*** Opening Data excerpts ***

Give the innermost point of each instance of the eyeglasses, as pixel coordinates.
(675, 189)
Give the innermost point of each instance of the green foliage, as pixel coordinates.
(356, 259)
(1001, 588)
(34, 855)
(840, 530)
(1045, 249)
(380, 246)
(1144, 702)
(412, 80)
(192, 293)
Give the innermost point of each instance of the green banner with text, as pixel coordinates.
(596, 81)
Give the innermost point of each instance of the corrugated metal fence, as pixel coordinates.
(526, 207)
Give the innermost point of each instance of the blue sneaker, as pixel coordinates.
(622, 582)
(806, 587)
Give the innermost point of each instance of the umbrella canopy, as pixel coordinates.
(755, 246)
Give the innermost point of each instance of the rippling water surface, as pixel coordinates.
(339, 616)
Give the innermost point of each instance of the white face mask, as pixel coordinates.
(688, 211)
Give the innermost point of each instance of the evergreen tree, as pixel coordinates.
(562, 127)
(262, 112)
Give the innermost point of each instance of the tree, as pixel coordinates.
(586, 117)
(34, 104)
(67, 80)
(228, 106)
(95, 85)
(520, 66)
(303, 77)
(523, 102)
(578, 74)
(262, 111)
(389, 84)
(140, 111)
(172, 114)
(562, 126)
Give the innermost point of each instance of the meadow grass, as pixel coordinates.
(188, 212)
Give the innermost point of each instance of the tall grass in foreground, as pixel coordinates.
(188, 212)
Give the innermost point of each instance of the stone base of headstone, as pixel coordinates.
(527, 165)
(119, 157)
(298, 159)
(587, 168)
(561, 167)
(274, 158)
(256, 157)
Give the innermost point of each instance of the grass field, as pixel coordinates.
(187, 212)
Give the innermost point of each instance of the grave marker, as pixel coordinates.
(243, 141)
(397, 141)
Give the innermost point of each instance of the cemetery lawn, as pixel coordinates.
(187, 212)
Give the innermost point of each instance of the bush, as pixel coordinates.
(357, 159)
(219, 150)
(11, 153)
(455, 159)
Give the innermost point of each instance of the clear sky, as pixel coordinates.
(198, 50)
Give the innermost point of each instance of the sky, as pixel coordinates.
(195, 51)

*** Closing Data excerpts ***

→ **What the exercise asks**
Would you copy out all the entries above without changing a single character?

→ **Answer to this problem**
Give the innermost point of each instance of the eyeglasses, as pixel coordinates.
(675, 189)
Give the innermost point of each instance of the green foliage, as pixel coordinates.
(356, 259)
(1001, 588)
(34, 855)
(840, 530)
(1045, 249)
(380, 246)
(1144, 702)
(412, 80)
(192, 293)
Give the innermost point of each instance of the green banner with text, as pixel coordinates.
(596, 81)
Give the innermost point of each instance of the corrugated metal fence, as pixel coordinates.
(526, 207)
Give the innermost point of each instance of the blue sneaker, as pixel coordinates.
(622, 582)
(806, 587)
Give the innermost point of each instance of the umbrella canopy, as pixel coordinates.
(755, 246)
Give the innermost point of each instance of the rippling water surface, as pixel coordinates.
(339, 616)
Give the innermost point of each instance of the white face mask, as pixel coordinates.
(688, 211)
Give the innermost point of each instance of the evergreen tree, as pixel coordinates.
(562, 127)
(262, 112)
Give the innermost point of each instance of the tree, as pixel coordinates.
(586, 117)
(34, 104)
(67, 80)
(228, 106)
(95, 85)
(520, 66)
(303, 77)
(523, 102)
(578, 74)
(262, 111)
(389, 84)
(140, 111)
(172, 114)
(562, 126)
Give the innermost point of each instance of the meadow grass, as pixel coordinates.
(188, 212)
Give the innermost point of each instance of the tall grass in foreground, as pixel coordinates.
(188, 212)
Give the innermost point of each instance of the stone base of headstone, as pixel coordinates.
(527, 165)
(119, 157)
(298, 159)
(587, 168)
(561, 167)
(274, 158)
(256, 157)
Give the innermost point of each instance of the grass field, as pixel coordinates.
(187, 212)
Give the innermost point of each instance of the grave marker, as pixel coordinates.
(243, 141)
(397, 141)
Give the innermost point of each instance of the cemetery lawn, as pixel coordinates.
(187, 212)
Give the innermost point of each instance of the bush, as pixel coordinates.
(357, 159)
(219, 150)
(11, 153)
(455, 159)
Give the innermost point of each instance of the clear sky, as pixel coordinates.
(198, 50)
Give the innermost point of each instance of the sky, as pixel coordinates.
(195, 51)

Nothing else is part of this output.